(REQUIRED TASK): Put the lines below into a Markdown table with two columns, "Row" for the row number and "Line" for the line itself, leaving out any blank lines.

Dataset excerpt:
● ● ●

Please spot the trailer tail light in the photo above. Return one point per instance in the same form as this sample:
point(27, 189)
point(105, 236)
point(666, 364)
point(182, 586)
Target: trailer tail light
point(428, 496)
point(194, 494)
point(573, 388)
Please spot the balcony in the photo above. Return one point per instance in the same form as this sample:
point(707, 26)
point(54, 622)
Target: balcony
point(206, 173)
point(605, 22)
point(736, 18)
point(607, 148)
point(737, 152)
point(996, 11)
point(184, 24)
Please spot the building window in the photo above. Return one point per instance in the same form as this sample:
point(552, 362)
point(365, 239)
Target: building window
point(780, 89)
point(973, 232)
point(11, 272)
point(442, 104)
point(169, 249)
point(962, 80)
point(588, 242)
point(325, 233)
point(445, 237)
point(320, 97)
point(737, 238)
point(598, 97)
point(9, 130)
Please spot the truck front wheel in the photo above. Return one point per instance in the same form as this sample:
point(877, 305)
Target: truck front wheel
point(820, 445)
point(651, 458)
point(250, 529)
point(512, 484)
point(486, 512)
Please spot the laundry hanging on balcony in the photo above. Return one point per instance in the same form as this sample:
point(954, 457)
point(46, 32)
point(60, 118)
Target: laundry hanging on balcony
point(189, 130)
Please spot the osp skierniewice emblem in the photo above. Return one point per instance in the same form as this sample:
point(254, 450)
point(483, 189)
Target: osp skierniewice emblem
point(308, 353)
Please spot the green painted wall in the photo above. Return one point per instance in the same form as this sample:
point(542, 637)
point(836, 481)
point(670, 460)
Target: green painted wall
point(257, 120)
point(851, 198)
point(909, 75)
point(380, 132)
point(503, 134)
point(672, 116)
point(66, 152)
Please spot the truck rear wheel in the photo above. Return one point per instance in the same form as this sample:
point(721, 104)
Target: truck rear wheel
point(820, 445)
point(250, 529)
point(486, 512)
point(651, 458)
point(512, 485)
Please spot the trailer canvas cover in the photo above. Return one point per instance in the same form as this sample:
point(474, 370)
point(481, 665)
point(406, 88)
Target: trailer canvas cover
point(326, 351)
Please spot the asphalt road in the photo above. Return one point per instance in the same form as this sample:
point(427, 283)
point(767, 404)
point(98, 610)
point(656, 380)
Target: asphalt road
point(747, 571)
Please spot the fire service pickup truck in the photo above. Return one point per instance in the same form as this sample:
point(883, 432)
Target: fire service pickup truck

● ● ●

(SOLUTION):
| Row | Line |
|---|---|
| 1 | Please spot the trailer tail light in the photo above. Return one point per instance in the same form as this sample: |
| 2 | point(27, 189) |
| 3 | point(105, 236) |
| 4 | point(666, 364) |
| 5 | point(182, 586) |
| 6 | Target: trailer tail light |
| 7 | point(428, 496) |
| 8 | point(194, 494) |
| 9 | point(573, 388) |
| 10 | Please spot the balcony in the photo above. Return one point per instance in the same form as this sample: |
| 11 | point(707, 26) |
| 12 | point(54, 622) |
| 13 | Target: balcony |
| 14 | point(206, 173) |
| 15 | point(605, 22) |
| 16 | point(736, 18) |
| 17 | point(607, 148) |
| 18 | point(737, 152) |
| 19 | point(996, 11) |
| 20 | point(184, 24) |
| 21 | Please spot the building window in the photo above. Return one point per instance in the same form as this sample: |
| 22 | point(552, 362) |
| 23 | point(365, 239) |
| 24 | Target: building window |
| 25 | point(780, 89) |
| 26 | point(973, 232) |
| 27 | point(11, 272) |
| 28 | point(442, 104) |
| 29 | point(169, 249) |
| 30 | point(962, 80) |
| 31 | point(588, 242) |
| 32 | point(325, 233) |
| 33 | point(445, 237) |
| 34 | point(320, 97) |
| 35 | point(737, 238) |
| 36 | point(598, 97) |
| 37 | point(9, 130) |
| 38 | Please spot the truck front wheel in the photo above. Return one point per instance in the same form as this sample: |
| 39 | point(877, 305) |
| 40 | Target: truck front wheel |
| 41 | point(820, 445) |
| 42 | point(651, 458) |
| 43 | point(250, 529) |
| 44 | point(512, 484) |
| 45 | point(486, 512) |
| 46 | Please spot the laundry hanging on balcony in the photo above. Return one point per instance in the same form as this sample: |
| 47 | point(954, 457) |
| 48 | point(46, 32) |
| 49 | point(60, 118) |
| 50 | Target: laundry hanging on balcony |
| 51 | point(189, 130) |
| 52 | Please spot the osp skierniewice emblem in the photo above. Return one point per instance in the same form as this sample: |
| 53 | point(254, 450) |
| 54 | point(483, 189) |
| 55 | Target: osp skierniewice emblem |
| 56 | point(308, 353) |
| 57 | Please spot the green painted wall in the photo above. Return one point per instance in the same form as this sample: |
| 58 | point(542, 637) |
| 59 | point(836, 481) |
| 60 | point(670, 460) |
| 61 | Target: green painted wall |
| 62 | point(257, 120) |
| 63 | point(851, 198) |
| 64 | point(909, 75) |
| 65 | point(380, 132) |
| 66 | point(503, 134) |
| 67 | point(672, 116) |
| 68 | point(66, 152) |
| 69 | Please spot the truck rear wheel in the photo above. Return one point per instance in the same form as this sample: |
| 70 | point(721, 104) |
| 71 | Target: truck rear wheel |
| 72 | point(820, 445) |
| 73 | point(250, 529) |
| 74 | point(486, 512) |
| 75 | point(651, 458) |
| 76 | point(512, 485) |
| 77 | Please spot the trailer canvas cover in the photo above. Return one point per instance in the same form as this sample: |
| 78 | point(474, 370) |
| 79 | point(481, 665) |
| 80 | point(406, 88) |
| 81 | Target: trailer canvas cover |
| 82 | point(326, 351) |
| 83 | Please spot the asphalt road in the photo above. Return one point per instance in the same form as this sample: |
| 84 | point(427, 283) |
| 85 | point(767, 404) |
| 86 | point(98, 610) |
| 87 | point(656, 380) |
| 88 | Target: asphalt road |
| 89 | point(747, 571) |
| 90 | Please spot the fire service pickup truck in the photo above. Return one point per instance in the same form as this sample: |
| 91 | point(883, 432) |
| 92 | Target: fire service pickup truck |